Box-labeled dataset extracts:
⁂

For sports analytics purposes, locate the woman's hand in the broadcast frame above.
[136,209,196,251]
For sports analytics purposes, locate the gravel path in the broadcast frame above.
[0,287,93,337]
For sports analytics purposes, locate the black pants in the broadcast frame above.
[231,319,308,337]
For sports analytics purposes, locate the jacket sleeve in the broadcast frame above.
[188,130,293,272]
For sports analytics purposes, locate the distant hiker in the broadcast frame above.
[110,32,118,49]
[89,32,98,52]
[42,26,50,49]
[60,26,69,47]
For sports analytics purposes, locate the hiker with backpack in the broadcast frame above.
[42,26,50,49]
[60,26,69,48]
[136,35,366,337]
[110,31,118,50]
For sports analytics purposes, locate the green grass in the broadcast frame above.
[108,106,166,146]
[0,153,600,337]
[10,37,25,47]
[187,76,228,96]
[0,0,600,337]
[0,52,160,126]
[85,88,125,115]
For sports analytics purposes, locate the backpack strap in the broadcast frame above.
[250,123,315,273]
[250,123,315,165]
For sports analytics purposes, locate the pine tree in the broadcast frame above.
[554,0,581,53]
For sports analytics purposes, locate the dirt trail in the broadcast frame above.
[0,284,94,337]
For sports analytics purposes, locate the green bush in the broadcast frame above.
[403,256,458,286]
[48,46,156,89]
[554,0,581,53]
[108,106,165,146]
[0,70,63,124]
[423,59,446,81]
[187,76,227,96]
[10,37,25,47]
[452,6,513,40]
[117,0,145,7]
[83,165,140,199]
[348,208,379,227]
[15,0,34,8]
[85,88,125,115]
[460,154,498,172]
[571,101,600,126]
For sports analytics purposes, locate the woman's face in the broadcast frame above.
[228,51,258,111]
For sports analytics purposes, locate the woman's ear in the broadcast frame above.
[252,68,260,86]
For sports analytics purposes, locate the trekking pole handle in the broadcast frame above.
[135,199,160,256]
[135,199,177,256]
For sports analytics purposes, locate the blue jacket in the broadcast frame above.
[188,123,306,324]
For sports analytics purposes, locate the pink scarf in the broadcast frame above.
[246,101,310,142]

⁂

STATED PROBLEM: Rewrite all the records with every "broadcast frame" switched to "match footage", and leave the rest unchanged.

CORRECT OUTPUT:
For sports analytics purposes, locate the woman's hand in the match footage above.
[136,209,196,251]
For sports analytics purposes, locate the gravel path in the match footage above.
[0,287,93,337]
For sports analytics purposes, locate the black pants in the match footage above.
[231,319,308,337]
For sports analytics purposes, locate the jacket sleeve in the match footage above.
[188,130,293,272]
For sports analytics purposes, locate the distant hiker in the match footage above.
[110,32,118,49]
[89,32,98,52]
[42,26,50,49]
[60,26,69,47]
For sports analytics purposes, locate the hiker with backpack in the match footage above.
[42,26,50,49]
[60,26,69,48]
[136,35,366,337]
[110,31,118,50]
For sports analytics purposes, locate the green grass in the match footage above.
[108,106,166,146]
[0,153,600,337]
[10,37,25,47]
[187,76,228,96]
[0,0,600,337]
[0,52,160,126]
[85,88,125,115]
For sports analytics purposes, locate the backpack strap in the match footage above.
[250,123,315,273]
[250,123,315,165]
For sports analytics purposes, locate the pine tree in the match footage above.
[554,0,581,53]
For sports analytics purposes, locate the dirt trail in the match footage above.
[0,284,94,337]
For sports analytics purposes, locate the green bush in the match footage above.
[403,256,458,286]
[48,46,156,89]
[554,0,581,53]
[108,106,165,146]
[0,70,63,124]
[423,59,446,81]
[187,76,227,96]
[10,37,25,47]
[452,6,513,40]
[117,0,145,7]
[83,165,140,199]
[348,208,379,227]
[15,0,34,8]
[85,88,125,115]
[460,154,498,172]
[571,101,600,126]
For sports analytics purposes, locate the woman's face in the match footage above.
[228,51,258,111]
For sports analytics purposes, locate the woman's ear in the match footage above.
[252,68,260,86]
For sports analytics purposes, locate the trekking pole handle in the match footage above.
[135,199,160,256]
[135,199,177,256]
For sports analytics purposes, locate the blue jacket in the match footage above.
[188,123,306,324]
For sports analytics purposes, locate the pink scarf in the match footage above.
[246,101,310,142]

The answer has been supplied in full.